### What you are asked to do
Change "loose" to "approximate" in the records from the line with "In every <instance>, whatever" to the line with "negative clicks: (412, 481) (213, 166)", and give back only those lines with nothing else altered.

Records from a dataset
##############################

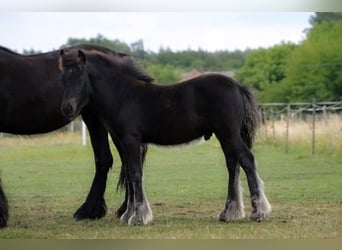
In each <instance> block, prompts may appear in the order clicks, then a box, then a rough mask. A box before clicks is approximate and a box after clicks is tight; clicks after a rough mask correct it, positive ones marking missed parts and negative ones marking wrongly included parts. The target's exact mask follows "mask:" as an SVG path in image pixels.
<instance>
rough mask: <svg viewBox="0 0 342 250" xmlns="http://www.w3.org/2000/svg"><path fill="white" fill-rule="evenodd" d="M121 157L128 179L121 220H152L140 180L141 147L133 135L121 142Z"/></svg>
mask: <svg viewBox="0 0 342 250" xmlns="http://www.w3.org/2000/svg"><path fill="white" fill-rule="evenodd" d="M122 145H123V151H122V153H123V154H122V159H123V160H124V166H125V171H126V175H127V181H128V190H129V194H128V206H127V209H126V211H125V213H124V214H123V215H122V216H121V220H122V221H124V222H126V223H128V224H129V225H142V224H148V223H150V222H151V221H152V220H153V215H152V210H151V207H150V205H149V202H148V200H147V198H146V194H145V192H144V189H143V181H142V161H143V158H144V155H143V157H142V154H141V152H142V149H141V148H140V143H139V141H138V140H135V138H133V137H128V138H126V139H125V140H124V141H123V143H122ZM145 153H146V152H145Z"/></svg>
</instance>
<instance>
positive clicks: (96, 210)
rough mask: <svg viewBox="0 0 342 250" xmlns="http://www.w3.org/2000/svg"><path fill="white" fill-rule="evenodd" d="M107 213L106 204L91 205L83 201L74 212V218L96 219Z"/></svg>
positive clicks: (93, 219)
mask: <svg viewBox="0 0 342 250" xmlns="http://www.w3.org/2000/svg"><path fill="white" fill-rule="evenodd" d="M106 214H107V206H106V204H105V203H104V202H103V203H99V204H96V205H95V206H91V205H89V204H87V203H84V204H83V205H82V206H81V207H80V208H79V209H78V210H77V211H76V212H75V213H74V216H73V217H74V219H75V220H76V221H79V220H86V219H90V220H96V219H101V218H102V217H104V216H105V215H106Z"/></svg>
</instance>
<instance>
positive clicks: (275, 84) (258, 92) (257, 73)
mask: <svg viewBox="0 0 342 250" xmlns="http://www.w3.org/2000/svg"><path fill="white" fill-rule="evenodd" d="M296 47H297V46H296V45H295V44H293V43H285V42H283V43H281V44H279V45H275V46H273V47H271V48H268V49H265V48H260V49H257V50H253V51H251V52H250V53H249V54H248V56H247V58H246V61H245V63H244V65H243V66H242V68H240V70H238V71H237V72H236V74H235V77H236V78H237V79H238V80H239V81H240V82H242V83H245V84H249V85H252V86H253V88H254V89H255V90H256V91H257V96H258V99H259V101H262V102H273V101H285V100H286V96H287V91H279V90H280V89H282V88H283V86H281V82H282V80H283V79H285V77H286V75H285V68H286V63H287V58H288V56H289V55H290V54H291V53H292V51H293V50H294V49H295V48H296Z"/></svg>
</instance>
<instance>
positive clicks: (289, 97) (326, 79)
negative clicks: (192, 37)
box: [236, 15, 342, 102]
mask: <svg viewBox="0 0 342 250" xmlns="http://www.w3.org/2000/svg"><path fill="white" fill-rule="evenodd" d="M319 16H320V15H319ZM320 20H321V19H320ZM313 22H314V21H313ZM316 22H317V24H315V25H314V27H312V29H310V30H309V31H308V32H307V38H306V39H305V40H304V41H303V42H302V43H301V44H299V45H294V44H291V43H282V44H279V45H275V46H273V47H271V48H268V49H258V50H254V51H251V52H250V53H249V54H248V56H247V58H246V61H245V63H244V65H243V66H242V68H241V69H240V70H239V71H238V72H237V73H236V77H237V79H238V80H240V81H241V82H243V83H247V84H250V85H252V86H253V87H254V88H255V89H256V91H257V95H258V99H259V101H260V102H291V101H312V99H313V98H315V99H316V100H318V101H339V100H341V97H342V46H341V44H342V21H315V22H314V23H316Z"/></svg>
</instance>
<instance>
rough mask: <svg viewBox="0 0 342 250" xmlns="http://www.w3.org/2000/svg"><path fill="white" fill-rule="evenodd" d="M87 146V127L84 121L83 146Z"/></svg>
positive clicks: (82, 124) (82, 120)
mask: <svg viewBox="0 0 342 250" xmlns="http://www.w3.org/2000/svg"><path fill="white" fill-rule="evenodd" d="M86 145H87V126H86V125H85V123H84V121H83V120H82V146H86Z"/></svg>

##############################

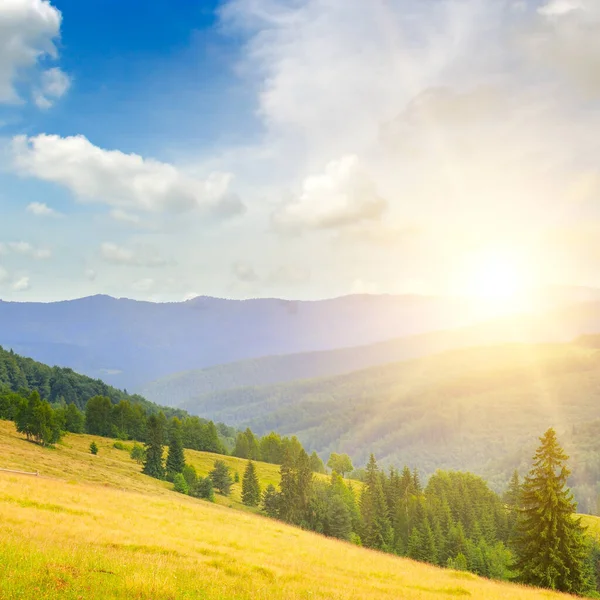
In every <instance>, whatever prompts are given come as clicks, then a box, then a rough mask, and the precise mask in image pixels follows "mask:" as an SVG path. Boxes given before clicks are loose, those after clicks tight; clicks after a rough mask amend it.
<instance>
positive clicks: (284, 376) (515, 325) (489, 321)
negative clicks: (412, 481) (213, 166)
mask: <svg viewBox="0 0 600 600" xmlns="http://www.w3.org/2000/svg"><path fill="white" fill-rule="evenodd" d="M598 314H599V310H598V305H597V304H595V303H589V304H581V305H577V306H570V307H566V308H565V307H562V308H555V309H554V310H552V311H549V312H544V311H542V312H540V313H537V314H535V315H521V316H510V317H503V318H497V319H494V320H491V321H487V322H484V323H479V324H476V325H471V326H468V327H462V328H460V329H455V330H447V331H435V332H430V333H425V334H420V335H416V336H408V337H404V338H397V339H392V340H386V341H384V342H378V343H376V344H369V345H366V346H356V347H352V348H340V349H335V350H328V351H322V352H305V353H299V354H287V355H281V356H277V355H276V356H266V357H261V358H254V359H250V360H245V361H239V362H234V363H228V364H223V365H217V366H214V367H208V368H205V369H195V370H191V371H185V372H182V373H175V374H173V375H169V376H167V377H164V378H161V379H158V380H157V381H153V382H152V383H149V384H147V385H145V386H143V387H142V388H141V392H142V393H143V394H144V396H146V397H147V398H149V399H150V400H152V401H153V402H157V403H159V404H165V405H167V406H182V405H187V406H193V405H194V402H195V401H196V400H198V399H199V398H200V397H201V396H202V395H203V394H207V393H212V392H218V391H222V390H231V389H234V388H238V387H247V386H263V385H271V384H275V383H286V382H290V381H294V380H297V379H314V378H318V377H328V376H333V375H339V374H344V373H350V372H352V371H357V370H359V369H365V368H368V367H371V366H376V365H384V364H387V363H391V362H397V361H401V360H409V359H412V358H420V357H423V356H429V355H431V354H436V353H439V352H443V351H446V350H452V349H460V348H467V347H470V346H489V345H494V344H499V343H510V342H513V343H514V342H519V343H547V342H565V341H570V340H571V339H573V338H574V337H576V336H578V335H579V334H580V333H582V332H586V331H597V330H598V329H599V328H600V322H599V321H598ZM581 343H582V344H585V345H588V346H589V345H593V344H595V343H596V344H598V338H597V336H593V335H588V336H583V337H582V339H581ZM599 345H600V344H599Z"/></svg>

##############################

### Result of the task
In every <instance>, whatever prompts are given come as clicks, then a box, then a rough mask, and the precise mask in image pixels follows "mask:" as an SVG path. Boxes given before clicks are approximate, those after clicks tight; clicks after a rough mask amend it.
<instance>
positive clicks: (284, 376) (515, 325) (489, 321)
negative clicks: (412, 481) (213, 166)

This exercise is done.